> **Task item**: Below are the data; count the lines with the string "arched" in them and give that number only.

> **Records for the exercise**:
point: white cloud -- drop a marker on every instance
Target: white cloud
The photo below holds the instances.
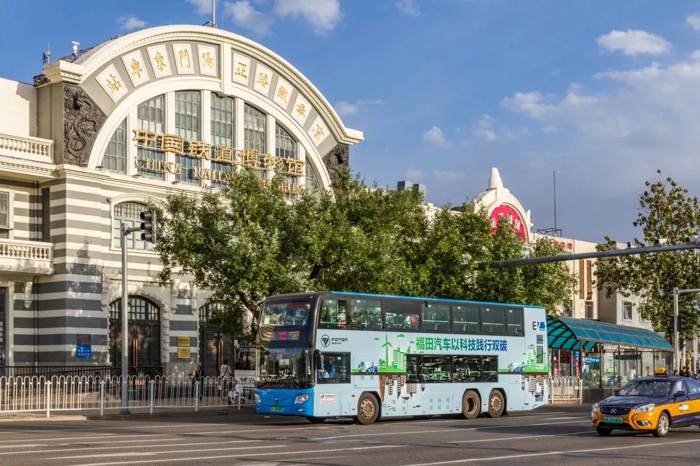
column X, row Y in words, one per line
column 413, row 174
column 448, row 174
column 247, row 17
column 347, row 108
column 408, row 7
column 434, row 137
column 324, row 15
column 484, row 130
column 632, row 42
column 202, row 7
column 130, row 23
column 693, row 21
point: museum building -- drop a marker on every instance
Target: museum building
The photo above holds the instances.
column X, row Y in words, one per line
column 99, row 134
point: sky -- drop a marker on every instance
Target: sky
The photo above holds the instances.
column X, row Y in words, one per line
column 601, row 93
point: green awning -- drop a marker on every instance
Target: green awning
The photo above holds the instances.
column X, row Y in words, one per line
column 571, row 334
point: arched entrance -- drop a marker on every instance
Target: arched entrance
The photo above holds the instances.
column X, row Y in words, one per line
column 144, row 336
column 214, row 345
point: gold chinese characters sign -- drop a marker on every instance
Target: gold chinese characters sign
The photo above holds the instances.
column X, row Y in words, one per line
column 249, row 158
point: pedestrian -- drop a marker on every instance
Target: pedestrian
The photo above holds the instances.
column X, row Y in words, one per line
column 225, row 373
column 198, row 378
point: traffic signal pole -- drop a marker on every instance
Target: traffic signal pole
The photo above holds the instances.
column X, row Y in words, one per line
column 676, row 328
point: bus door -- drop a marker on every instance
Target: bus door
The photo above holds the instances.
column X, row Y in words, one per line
column 333, row 385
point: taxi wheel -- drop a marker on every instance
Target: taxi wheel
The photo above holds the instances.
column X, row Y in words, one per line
column 496, row 404
column 367, row 409
column 662, row 426
column 471, row 404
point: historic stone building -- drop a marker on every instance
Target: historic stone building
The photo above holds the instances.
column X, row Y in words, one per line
column 96, row 136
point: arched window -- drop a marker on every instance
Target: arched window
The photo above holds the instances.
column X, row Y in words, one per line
column 140, row 310
column 151, row 117
column 128, row 212
column 206, row 311
column 222, row 129
column 187, row 117
column 311, row 179
column 114, row 159
column 286, row 148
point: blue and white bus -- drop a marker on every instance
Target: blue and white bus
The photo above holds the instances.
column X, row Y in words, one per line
column 337, row 354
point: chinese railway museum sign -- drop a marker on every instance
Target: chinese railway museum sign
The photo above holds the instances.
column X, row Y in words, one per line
column 249, row 158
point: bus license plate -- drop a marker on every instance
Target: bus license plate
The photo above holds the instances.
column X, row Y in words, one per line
column 612, row 420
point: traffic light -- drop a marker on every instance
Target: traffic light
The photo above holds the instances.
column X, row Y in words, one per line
column 682, row 322
column 147, row 226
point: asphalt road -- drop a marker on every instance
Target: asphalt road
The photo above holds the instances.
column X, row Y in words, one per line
column 550, row 435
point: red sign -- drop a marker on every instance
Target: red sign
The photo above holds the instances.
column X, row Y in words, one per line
column 513, row 217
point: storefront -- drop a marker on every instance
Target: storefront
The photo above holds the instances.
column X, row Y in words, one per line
column 604, row 356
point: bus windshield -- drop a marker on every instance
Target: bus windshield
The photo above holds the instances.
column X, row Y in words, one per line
column 284, row 320
column 285, row 368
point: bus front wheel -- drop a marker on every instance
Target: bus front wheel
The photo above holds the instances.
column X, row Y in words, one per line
column 367, row 409
column 496, row 404
column 471, row 404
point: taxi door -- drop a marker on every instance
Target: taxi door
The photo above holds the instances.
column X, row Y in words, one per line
column 682, row 407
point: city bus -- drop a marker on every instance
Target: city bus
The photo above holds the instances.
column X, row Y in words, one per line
column 338, row 354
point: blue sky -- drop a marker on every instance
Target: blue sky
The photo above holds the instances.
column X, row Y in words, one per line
column 602, row 92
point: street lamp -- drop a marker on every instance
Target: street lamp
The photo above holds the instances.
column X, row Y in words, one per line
column 676, row 329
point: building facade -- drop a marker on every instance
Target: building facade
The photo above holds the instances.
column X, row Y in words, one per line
column 98, row 135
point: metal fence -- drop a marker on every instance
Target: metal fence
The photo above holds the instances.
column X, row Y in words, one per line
column 565, row 389
column 93, row 393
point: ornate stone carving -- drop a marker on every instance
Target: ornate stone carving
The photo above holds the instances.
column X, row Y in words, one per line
column 82, row 121
column 337, row 159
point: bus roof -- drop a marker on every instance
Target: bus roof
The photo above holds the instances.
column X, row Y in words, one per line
column 373, row 295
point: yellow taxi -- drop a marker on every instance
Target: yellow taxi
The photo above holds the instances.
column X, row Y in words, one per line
column 649, row 404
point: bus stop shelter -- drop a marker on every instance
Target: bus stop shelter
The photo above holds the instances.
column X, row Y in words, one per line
column 604, row 356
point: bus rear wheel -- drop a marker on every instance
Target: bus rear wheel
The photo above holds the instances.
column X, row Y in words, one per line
column 496, row 404
column 471, row 404
column 367, row 409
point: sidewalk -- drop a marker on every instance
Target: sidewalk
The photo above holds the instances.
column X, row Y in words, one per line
column 136, row 413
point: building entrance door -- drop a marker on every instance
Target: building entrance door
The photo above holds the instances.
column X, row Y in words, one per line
column 144, row 336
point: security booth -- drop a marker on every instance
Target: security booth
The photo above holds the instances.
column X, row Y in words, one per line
column 599, row 357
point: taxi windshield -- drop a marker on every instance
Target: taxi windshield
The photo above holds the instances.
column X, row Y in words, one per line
column 656, row 387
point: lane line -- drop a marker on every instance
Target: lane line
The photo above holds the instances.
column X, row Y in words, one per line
column 553, row 453
column 523, row 437
column 434, row 431
column 22, row 452
column 286, row 453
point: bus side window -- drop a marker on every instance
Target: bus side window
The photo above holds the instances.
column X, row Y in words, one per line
column 333, row 314
column 514, row 322
column 413, row 364
column 358, row 308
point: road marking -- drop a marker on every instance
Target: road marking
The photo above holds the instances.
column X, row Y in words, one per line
column 434, row 431
column 248, row 455
column 20, row 452
column 523, row 437
column 552, row 453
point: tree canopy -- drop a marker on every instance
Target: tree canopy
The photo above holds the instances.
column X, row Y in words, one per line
column 247, row 241
column 667, row 214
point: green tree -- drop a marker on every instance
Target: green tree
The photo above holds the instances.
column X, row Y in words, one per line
column 667, row 212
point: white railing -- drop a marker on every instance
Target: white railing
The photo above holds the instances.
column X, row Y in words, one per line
column 38, row 149
column 15, row 249
column 88, row 393
column 565, row 389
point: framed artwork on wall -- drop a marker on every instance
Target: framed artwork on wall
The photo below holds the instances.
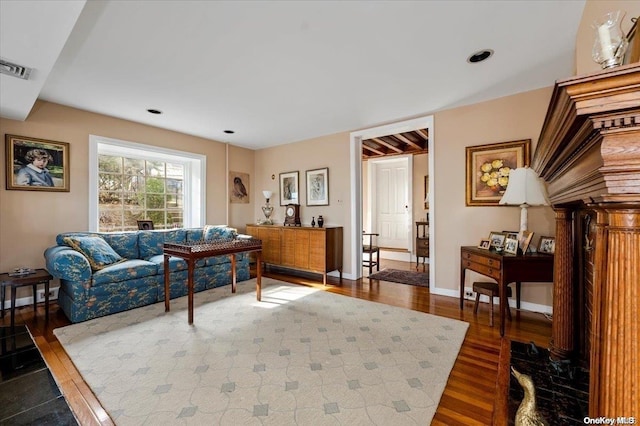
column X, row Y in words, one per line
column 488, row 168
column 37, row 164
column 289, row 188
column 318, row 187
column 239, row 189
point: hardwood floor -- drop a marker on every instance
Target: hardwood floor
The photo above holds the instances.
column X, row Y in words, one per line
column 468, row 398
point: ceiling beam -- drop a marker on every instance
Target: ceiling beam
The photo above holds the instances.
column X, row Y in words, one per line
column 424, row 133
column 388, row 145
column 408, row 141
column 368, row 148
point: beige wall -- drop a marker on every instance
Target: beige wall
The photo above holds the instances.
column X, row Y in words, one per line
column 329, row 151
column 593, row 10
column 29, row 221
column 242, row 160
column 506, row 119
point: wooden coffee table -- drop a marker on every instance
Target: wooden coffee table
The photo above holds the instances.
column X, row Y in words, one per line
column 201, row 249
column 40, row 276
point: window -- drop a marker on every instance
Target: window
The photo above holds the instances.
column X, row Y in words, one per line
column 131, row 182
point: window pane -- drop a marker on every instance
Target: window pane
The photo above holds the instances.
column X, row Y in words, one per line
column 175, row 171
column 109, row 198
column 155, row 201
column 109, row 182
column 133, row 183
column 155, row 185
column 155, row 168
column 158, row 219
column 110, row 219
column 132, row 189
column 134, row 199
column 133, row 166
column 174, row 202
column 107, row 163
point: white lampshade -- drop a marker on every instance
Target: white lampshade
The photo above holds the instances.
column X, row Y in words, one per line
column 525, row 189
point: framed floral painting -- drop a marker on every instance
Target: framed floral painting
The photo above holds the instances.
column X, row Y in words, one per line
column 488, row 169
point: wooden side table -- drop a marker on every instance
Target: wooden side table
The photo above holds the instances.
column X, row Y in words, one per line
column 40, row 276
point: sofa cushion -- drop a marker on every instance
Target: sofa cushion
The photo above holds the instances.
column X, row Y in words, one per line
column 97, row 251
column 123, row 271
column 124, row 243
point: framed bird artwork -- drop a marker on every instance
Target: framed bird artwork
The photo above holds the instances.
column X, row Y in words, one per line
column 239, row 189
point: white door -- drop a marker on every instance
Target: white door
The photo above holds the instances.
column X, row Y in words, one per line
column 390, row 202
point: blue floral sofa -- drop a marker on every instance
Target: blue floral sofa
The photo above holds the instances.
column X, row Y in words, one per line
column 105, row 273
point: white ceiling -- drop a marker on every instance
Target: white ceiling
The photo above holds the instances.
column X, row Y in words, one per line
column 279, row 71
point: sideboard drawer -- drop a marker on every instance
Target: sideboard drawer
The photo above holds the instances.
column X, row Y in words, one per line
column 488, row 261
column 490, row 271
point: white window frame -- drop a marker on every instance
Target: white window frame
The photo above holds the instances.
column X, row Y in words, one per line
column 195, row 166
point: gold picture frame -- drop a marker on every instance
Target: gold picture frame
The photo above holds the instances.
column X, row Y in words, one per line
column 34, row 164
column 488, row 168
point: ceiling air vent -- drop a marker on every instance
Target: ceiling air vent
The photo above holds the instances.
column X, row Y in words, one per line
column 14, row 70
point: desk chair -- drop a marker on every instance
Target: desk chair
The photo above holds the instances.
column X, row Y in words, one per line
column 369, row 248
column 491, row 290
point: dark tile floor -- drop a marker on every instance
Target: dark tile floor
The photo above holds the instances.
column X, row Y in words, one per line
column 28, row 393
column 562, row 398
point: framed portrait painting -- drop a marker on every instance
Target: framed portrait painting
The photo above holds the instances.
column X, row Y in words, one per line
column 37, row 164
column 488, row 169
column 318, row 187
column 289, row 188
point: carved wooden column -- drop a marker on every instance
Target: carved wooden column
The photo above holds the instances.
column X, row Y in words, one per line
column 588, row 153
column 619, row 373
column 563, row 326
column 599, row 245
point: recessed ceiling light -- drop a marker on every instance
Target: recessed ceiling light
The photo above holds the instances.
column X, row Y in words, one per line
column 480, row 56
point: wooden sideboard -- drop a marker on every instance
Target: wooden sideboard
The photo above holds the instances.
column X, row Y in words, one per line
column 301, row 247
column 589, row 155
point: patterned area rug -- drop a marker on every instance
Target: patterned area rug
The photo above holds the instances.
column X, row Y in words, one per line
column 404, row 277
column 302, row 356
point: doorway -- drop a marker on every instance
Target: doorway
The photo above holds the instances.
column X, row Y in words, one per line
column 357, row 190
column 389, row 187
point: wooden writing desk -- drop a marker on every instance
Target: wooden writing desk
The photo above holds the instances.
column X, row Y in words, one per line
column 506, row 269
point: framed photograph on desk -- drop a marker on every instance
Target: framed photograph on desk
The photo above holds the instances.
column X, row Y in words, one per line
column 511, row 245
column 547, row 245
column 525, row 240
column 497, row 239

> **Output of the task**: 4